Convert these records into a two-column CSV with the columns "prompt" and "reply", one row per record. Put each record's text in one quoted field and its answer in the other, replace line breaks with spaces, and leave the pictures out.

-- Start Records to process --

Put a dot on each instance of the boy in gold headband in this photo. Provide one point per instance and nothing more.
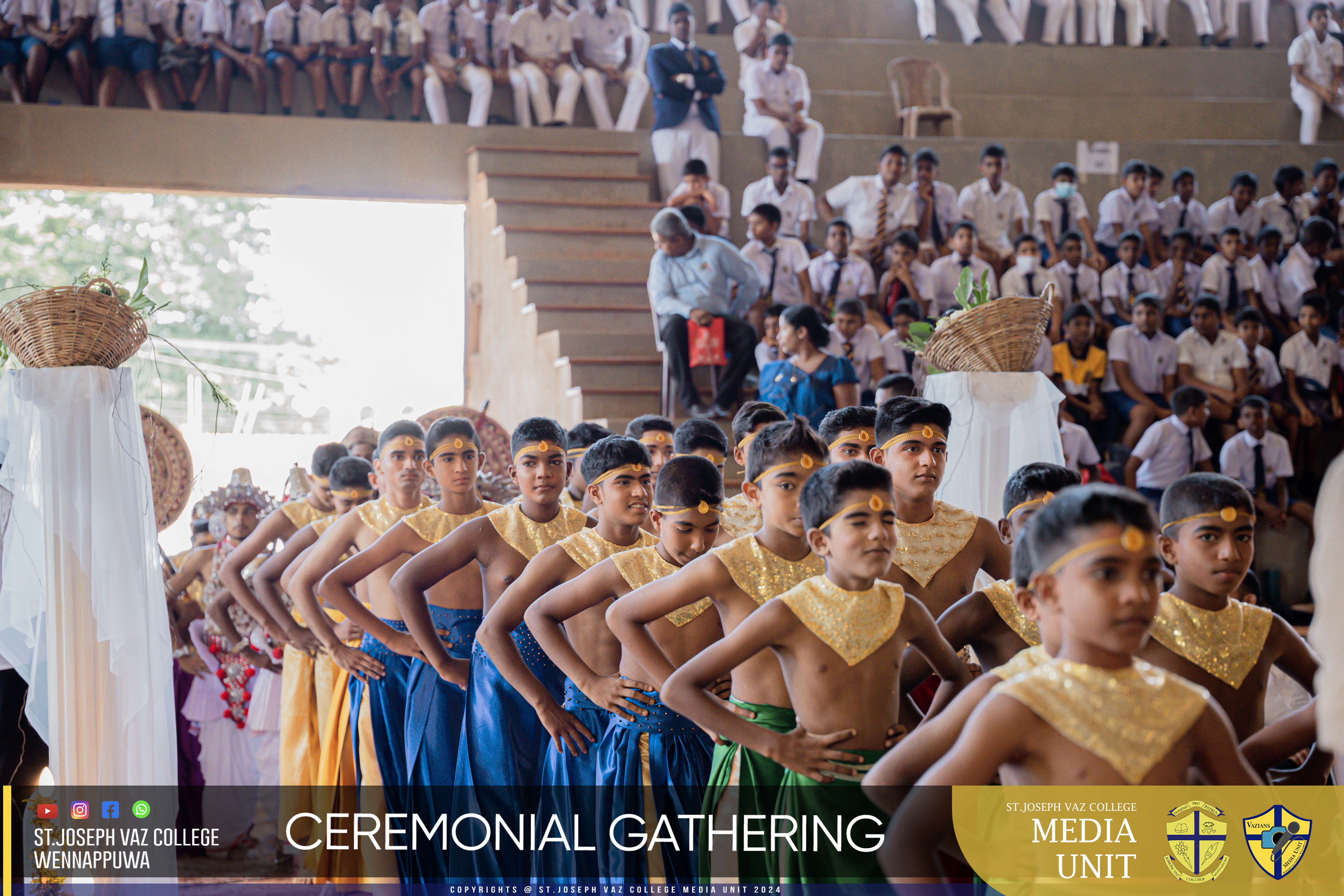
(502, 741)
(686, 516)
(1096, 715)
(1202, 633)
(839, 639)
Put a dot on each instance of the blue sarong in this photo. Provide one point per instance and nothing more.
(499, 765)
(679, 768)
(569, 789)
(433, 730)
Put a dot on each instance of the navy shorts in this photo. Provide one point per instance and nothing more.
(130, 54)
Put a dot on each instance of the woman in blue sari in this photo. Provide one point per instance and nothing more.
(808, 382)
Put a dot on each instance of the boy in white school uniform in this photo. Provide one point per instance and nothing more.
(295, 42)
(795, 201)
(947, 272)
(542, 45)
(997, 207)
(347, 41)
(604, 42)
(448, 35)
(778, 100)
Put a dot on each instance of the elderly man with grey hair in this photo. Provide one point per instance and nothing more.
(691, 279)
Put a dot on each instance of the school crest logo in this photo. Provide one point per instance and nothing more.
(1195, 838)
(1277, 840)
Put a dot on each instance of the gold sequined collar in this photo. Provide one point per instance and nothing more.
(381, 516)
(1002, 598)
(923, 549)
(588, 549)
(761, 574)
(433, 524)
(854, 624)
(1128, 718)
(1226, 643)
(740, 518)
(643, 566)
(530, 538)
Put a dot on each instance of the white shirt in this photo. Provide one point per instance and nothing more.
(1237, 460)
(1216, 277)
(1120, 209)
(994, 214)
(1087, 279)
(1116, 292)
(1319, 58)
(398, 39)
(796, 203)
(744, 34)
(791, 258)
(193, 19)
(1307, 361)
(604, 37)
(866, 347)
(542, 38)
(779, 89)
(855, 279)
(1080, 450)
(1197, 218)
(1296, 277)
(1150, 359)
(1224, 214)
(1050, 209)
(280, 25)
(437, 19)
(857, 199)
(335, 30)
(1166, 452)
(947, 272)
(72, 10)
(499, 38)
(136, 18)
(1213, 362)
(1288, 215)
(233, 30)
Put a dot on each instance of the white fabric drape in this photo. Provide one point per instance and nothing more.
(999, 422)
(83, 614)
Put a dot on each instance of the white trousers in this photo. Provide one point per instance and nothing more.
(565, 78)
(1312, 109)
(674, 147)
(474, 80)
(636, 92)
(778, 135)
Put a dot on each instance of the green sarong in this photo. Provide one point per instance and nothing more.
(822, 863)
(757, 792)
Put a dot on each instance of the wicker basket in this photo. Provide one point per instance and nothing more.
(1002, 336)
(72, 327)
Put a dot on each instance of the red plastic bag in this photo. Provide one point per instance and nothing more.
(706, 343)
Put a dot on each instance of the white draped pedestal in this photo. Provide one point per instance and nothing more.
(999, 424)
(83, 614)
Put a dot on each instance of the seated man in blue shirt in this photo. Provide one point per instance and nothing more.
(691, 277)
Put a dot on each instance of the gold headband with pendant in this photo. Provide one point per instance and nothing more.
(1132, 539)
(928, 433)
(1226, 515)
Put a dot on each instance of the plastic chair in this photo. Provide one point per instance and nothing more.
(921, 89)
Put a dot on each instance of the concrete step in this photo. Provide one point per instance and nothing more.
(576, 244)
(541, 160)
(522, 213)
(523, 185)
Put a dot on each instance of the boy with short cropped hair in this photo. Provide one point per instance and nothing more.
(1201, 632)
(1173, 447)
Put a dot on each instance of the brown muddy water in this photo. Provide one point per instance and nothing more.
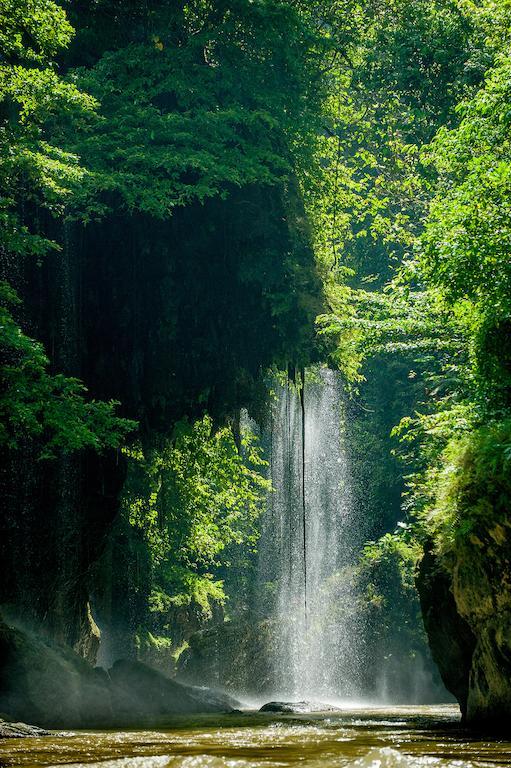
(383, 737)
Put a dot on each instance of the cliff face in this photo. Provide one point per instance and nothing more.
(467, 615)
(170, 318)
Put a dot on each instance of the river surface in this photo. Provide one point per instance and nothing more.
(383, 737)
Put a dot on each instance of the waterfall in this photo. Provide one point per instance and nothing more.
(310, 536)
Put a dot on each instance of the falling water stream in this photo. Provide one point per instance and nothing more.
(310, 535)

-- End Records to process --

Expected output -
prompt,reply
"Put a dot on each instance of the boy in gold headband in this photo. Provide one point per instance and nothing more.","(502, 741) (686, 516) (1096, 715) (1202, 633) (839, 639)"
"Put a dot on each instance of the blue sarong in this photo. Provide one point per instance and nothing more.","(499, 765) (679, 768) (569, 789) (433, 730)"
"Put a dot on each instance of the navy shorts in this photo. Provide one point per instance and nothing more.","(130, 54)"
"Put a dot on each instance of the woman in blue sari in this photo. Provide one point per instance and nothing more.","(808, 382)"
"Put a dot on each instance of the boy in white school uniform in this photo. Provide one point per instance and nothing more.","(295, 42) (795, 201) (947, 272) (542, 45) (997, 207) (347, 41) (604, 42) (448, 35) (778, 100)"
"Put a dot on each instance of the elderly man with grey hair in this photo. Provide one point per instance and nothing more.","(691, 279)"
"Put a dot on each instance of the school crest logo in this photo. Provide one point per instance and nothing more.","(1195, 838) (1277, 840)"
"Put a dot on each instance of the gold sequined collar in this photo. Provide one point per instance and nothing more.","(381, 516) (1002, 598) (923, 549) (588, 549) (761, 574) (433, 524) (854, 624) (1128, 718) (1226, 643) (740, 518) (643, 566) (530, 538)"
"Put a dot on each instance of the white shirt in this photo. Provide one point per instance and nothing more.","(1237, 460) (1216, 277) (1120, 209) (994, 214) (1087, 279) (1116, 292) (1319, 58) (398, 39) (796, 203) (744, 34) (791, 258) (193, 19) (1307, 361) (604, 37) (866, 347) (542, 38) (779, 89) (855, 279) (1080, 450) (1197, 218) (1296, 277) (1150, 359) (1224, 214) (1050, 209) (280, 25) (437, 19) (857, 199) (335, 30) (1166, 452) (947, 272) (72, 10) (499, 38) (136, 18) (1213, 362) (1288, 215) (233, 30)"
"Put a dot on each instance of the white fabric drape in this photo. Provide one point per instance and nothing more.","(999, 422) (83, 614)"
"Put a dot on each instance of the white trousers in this photo. Provide one point per instance and nothing more.","(565, 78) (1312, 109) (674, 147) (474, 80) (636, 92) (778, 135)"
"Put a dot on each instance of the green sarong in this photo. Provide one point per instance and nothing more.","(822, 863) (757, 792)"
"Put a dot on each instance of the wicker basket in this photo. Provide one point per instance and nothing more.","(1002, 336) (72, 327)"
"Put a dot on each instance of the red plastic bag in this photo. Provide one point per instance and nothing more.","(706, 343)"
"Put a dot on each instance of the white draped pedestal in this photo. Provide one point per instance and nothing more.","(999, 424) (83, 614)"
"Put a dot on each instance of the seated man in blue shirt in this photo. Provide one point per instance and nothing more.","(691, 277)"
"Put a dot on each instance of the gold headband with pendant in this photo. Provide one point per instance and nothing more.","(1132, 539) (928, 433) (1226, 515)"
"Put a dot on each instance of the plastic chair in this photo. Provide one point per instance and nothing more.","(921, 89)"
"Put a dot on each instance of the concrete step in this photo. Provide one point per instance and nothing more.","(576, 244) (541, 160) (522, 213) (523, 185)"
"Put a dot on each instance of the boy with short cropped hair in this photo. Provide one point per instance and nothing more.","(1201, 632) (1173, 447)"
"Put a dot on each instance of the brown muddy water in this photo. Provide one point per instance and nothing more.","(383, 737)"
"Put a dot on each instance of the cliff face in this photo. Provide one point per instance and nothing more.","(467, 615) (170, 318)"
"Put a dot on each instance of the river surface in this photo. Provide one point per instance and nothing more.","(383, 737)"
"Put a dot on each instance of the waterfall in this photo. Provide one point per instance and nothing more.","(310, 536)"
"Put a dot on each instance of the falling water stream in this photo. Provide one point per instance and nothing more.","(310, 535)"